Exercise materials =>
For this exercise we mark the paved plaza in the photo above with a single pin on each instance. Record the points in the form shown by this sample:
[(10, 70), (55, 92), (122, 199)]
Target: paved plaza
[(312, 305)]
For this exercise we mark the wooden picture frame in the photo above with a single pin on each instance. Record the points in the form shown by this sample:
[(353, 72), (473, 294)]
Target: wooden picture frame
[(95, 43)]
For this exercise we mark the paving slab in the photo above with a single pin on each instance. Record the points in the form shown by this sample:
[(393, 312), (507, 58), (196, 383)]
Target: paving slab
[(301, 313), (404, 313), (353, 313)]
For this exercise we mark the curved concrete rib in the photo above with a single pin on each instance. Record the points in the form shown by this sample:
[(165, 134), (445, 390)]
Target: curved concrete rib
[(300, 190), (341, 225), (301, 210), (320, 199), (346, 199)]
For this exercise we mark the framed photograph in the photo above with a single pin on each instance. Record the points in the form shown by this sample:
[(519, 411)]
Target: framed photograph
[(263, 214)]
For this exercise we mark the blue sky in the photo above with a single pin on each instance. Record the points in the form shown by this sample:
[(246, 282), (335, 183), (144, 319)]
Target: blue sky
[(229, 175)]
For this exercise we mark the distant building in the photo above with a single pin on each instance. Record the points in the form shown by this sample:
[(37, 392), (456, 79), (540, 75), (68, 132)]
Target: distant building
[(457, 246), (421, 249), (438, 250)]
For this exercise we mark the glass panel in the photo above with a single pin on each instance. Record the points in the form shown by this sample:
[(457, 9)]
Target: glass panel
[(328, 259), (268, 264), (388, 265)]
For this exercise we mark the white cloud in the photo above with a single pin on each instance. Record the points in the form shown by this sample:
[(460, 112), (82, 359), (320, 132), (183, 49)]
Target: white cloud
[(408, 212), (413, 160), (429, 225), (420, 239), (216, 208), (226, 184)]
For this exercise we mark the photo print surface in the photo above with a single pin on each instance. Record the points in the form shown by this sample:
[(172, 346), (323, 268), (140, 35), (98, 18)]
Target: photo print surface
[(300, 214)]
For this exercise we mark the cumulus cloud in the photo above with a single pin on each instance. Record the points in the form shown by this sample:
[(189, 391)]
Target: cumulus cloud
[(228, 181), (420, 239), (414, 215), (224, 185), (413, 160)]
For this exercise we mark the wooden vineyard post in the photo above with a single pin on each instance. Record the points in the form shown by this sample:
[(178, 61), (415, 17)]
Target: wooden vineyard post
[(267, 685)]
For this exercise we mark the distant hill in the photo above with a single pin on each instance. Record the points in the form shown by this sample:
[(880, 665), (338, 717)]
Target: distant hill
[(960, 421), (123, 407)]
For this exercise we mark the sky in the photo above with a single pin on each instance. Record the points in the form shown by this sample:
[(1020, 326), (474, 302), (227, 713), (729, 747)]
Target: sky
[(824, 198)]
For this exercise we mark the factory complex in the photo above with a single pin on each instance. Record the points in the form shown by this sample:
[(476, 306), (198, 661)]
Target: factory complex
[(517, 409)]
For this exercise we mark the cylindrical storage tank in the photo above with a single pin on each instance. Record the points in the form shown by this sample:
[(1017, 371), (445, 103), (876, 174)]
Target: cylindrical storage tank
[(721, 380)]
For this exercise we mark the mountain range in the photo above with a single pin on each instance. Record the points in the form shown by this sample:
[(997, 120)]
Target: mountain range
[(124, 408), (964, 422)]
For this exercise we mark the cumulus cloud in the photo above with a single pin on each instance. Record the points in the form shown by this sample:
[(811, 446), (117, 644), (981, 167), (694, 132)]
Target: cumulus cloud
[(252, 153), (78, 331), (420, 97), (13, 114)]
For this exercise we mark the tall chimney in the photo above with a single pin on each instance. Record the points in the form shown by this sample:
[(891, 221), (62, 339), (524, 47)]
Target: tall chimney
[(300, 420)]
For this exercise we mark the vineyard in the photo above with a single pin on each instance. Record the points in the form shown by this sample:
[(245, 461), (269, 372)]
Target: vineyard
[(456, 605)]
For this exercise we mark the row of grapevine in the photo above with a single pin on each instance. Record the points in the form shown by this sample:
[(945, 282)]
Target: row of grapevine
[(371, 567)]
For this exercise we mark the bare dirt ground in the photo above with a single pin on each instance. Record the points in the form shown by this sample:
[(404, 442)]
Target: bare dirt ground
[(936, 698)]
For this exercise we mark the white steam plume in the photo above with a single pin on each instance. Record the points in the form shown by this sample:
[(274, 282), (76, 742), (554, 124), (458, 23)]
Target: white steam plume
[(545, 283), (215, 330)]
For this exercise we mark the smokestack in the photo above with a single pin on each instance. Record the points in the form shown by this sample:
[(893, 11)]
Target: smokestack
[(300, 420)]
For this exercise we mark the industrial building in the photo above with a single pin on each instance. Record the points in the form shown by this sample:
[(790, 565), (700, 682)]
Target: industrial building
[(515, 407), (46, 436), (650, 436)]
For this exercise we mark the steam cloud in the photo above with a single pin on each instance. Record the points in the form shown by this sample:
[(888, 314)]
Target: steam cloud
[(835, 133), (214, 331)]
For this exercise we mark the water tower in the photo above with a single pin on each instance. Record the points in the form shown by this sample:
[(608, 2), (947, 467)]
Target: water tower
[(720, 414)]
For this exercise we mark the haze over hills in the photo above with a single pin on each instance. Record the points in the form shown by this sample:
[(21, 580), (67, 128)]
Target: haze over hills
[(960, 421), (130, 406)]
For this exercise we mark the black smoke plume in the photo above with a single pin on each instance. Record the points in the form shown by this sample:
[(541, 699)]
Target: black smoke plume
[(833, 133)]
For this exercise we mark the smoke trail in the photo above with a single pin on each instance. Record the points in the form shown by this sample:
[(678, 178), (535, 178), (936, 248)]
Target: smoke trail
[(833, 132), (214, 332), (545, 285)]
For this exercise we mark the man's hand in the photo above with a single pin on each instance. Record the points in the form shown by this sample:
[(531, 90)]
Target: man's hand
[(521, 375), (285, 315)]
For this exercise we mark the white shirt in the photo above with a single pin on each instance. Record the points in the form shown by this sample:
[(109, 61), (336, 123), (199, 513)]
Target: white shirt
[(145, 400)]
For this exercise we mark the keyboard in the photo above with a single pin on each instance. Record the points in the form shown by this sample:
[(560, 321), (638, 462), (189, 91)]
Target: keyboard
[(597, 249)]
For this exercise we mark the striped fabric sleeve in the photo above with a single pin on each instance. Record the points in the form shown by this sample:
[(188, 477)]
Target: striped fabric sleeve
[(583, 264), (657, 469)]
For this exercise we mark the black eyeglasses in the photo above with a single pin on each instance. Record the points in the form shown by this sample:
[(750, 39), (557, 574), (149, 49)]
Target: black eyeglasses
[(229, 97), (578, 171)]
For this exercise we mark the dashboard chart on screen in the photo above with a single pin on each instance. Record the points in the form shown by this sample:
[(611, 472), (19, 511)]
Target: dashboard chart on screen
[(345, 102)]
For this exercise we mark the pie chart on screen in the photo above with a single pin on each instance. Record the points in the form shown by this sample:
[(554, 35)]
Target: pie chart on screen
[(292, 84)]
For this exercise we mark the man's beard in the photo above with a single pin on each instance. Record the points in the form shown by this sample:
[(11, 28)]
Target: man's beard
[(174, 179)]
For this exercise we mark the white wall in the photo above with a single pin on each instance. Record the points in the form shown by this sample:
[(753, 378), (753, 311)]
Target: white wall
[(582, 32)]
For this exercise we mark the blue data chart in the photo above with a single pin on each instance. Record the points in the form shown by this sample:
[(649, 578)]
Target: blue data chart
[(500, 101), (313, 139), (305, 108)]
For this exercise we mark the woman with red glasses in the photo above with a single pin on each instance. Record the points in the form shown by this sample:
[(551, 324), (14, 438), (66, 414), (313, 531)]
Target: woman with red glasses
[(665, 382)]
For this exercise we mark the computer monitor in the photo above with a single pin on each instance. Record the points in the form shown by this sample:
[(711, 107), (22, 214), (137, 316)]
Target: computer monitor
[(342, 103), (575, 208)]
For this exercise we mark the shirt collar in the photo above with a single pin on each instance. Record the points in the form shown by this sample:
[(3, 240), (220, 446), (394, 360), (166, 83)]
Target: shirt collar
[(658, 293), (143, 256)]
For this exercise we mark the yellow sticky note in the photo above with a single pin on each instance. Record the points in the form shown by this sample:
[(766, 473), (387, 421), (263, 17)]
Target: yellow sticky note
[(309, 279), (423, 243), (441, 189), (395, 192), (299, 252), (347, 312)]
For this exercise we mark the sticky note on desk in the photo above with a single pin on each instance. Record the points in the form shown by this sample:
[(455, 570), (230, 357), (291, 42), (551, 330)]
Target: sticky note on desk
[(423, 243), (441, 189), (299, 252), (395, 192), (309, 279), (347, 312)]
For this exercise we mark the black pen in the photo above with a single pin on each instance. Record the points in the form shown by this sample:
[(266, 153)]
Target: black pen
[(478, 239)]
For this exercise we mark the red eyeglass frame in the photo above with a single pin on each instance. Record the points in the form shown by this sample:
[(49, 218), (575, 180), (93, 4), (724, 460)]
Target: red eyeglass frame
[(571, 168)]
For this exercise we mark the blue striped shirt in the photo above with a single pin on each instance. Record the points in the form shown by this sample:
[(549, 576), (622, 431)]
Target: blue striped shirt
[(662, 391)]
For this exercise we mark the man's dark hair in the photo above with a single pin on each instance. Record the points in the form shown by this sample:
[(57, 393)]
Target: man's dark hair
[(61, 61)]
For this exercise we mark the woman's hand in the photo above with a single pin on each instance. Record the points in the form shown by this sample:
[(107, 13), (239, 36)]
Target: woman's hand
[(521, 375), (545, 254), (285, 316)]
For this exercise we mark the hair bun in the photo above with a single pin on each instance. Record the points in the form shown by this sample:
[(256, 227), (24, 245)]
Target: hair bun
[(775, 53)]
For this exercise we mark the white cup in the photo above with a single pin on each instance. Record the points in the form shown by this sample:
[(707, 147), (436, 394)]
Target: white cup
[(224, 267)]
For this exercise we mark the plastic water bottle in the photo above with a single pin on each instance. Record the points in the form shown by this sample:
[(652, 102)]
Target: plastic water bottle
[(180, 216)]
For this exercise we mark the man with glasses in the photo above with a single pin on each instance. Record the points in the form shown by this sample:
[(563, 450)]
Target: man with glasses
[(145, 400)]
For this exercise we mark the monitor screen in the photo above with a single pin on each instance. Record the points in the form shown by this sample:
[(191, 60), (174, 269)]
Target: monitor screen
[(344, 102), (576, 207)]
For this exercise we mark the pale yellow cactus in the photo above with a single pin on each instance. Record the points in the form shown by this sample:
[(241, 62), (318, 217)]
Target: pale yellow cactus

Short exercise =>
Take the line in which "For this exercise we mark the red" occurs and each subsequent line through the end; give these lines again without alteration.

Result =>
For this exercise we mark the red eyeglass frame in the photo above with a single pin on each instance. Record the points in the form shown by this sample:
[(49, 218), (575, 180), (93, 4), (724, 460)]
Target: red eyeglass frame
[(571, 168)]
For this exercise we mark the blue striped shirt in the photo above with a single pin on each instance. Record the points in the form shown by this sample:
[(549, 576), (622, 431)]
Target: blue striped shirt
[(662, 391)]
For this exercise we mark the man's dark hair in the photo above with a single pin on each instance. Record the points in the form shown by this sample:
[(57, 393)]
Target: man's dark hair
[(61, 61)]
For this exercise we mark the woman's hand in the photo above with a single pin on each instance. Record the points in the form shown by this sample:
[(107, 13), (239, 36)]
Target: woman's hand
[(521, 375), (545, 254), (285, 316)]
For this exercise we mark the hair bun in the photo above with a single pin on each instance. Record the points in the form shown by this sample:
[(256, 227), (24, 245)]
Target: hair bun
[(775, 53)]
For this exercise we mark the white cup in the photo above with a single pin on each instance. Record the points in the form shown by this sample:
[(707, 147), (436, 394)]
Target: white cup
[(224, 267)]
For this exercise we mark the plastic water bottle in the photo above with a single pin on each instance. Record the points in the form shown by this sample:
[(652, 102)]
Target: plastic water bottle
[(180, 216)]
For this exercise we mark the man with glasses in the photo above with a single pin on each instance. Record the points in the form shown by this sample:
[(563, 450)]
Target: man with glasses
[(145, 400)]
For this exercise we mark the monitor screen in the photo above with a single pin on each instance. Record the points in the form shown by this sample:
[(191, 60), (174, 269)]
Target: monitor screen
[(344, 102), (576, 207)]
For this exercise we mark the pale yellow cactus in the photo above with a single pin on each instance. Record the points in the form shown by this sample:
[(241, 62), (318, 217)]
Target: pale yellow cactus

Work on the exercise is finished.